**Instructions to follow**
Set down word for word the part of the passage below on native language and susceptibility to propaganda, from "While working with" to "the propaganda messages.".

**Source extract**
While working with the poll data and comparing it with the results of the previous polls in 2018 and 2019 we came across interesting connection between person’s self-identification as a native Russian or Ukrainian language speaker (it is necessary to distinguish those people who speak mostly Russian but state that their native language is Ukrainian from people who do state Russian as a native language), political affiliation and a preference for the propaganda messages.

Usually, difference in susceptibility of the Ukrainian citizens to the Russian propaganda messages is attributed to the region of living. While it is true and the poll results support such argument, it does not explain why inhabitants of the different regions choose or reject certain messages.

[Excerpts of pointing data]
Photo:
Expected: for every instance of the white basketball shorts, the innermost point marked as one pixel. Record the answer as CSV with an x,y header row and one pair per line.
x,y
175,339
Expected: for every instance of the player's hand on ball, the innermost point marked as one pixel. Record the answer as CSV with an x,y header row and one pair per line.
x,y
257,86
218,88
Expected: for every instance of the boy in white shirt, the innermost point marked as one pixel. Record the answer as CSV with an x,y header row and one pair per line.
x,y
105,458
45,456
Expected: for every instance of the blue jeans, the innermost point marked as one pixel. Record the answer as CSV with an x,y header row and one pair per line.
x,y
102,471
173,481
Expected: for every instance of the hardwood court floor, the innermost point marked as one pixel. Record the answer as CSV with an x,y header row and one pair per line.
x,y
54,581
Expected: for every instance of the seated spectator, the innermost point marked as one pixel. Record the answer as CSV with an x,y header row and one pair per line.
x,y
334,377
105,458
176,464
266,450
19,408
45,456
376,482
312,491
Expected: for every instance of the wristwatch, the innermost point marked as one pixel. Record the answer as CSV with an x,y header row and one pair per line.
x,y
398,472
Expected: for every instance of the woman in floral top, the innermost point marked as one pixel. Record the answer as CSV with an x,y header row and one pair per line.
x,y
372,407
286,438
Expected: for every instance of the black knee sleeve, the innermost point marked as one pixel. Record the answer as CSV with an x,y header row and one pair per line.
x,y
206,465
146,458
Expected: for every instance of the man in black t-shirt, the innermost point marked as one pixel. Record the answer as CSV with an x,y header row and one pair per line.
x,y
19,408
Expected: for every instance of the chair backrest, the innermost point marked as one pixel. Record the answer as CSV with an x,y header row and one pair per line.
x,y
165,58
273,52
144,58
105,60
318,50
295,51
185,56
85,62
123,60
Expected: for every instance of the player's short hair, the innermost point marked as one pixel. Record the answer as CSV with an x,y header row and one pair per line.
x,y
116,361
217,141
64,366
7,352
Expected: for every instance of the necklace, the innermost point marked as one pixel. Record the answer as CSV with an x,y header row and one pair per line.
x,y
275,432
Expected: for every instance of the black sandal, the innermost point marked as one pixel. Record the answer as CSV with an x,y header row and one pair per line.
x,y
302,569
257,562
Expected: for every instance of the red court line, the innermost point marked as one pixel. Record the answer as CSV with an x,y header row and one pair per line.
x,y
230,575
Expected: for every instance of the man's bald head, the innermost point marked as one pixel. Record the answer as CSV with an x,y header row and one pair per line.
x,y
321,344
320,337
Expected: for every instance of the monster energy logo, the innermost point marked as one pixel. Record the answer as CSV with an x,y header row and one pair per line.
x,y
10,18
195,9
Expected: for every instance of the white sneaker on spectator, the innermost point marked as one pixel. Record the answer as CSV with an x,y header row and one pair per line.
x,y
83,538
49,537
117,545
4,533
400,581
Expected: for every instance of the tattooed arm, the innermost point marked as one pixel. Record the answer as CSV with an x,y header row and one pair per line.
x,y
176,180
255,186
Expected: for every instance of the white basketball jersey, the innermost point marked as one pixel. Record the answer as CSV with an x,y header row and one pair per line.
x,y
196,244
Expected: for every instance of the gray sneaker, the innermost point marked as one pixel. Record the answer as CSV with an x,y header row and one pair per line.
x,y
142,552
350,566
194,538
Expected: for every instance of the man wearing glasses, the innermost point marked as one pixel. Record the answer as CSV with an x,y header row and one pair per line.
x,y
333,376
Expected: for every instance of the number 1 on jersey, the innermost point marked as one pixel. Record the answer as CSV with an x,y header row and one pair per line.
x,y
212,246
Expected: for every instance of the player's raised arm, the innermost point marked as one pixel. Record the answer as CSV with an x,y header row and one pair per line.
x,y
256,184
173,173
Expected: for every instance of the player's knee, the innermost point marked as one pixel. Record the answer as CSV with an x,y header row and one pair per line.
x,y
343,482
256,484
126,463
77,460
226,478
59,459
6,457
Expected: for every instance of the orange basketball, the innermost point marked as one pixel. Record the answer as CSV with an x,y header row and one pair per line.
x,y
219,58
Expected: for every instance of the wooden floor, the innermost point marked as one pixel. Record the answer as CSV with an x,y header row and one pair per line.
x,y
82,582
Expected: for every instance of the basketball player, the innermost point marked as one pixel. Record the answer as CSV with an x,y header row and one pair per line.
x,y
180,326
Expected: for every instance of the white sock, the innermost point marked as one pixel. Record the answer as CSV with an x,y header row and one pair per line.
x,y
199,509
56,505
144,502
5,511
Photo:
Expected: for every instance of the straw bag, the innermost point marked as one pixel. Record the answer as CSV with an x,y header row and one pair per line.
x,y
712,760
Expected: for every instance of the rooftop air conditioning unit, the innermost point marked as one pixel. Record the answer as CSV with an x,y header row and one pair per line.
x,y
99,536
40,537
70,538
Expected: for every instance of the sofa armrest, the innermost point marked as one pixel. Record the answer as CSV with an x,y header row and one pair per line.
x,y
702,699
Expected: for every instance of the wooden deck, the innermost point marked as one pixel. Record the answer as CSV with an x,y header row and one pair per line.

**Expected answer**
While working with the poll data and comparing it with the results of the previous polls in 2018 and 2019 we came across interesting connection between person’s self-identification as a native Russian or Ukrainian language speaker (it is necessary to distinguish those people who speak mostly Russian but state that their native language is Ukrainian from people who do state Russian as a native language), political affiliation and a preference for the propaganda messages.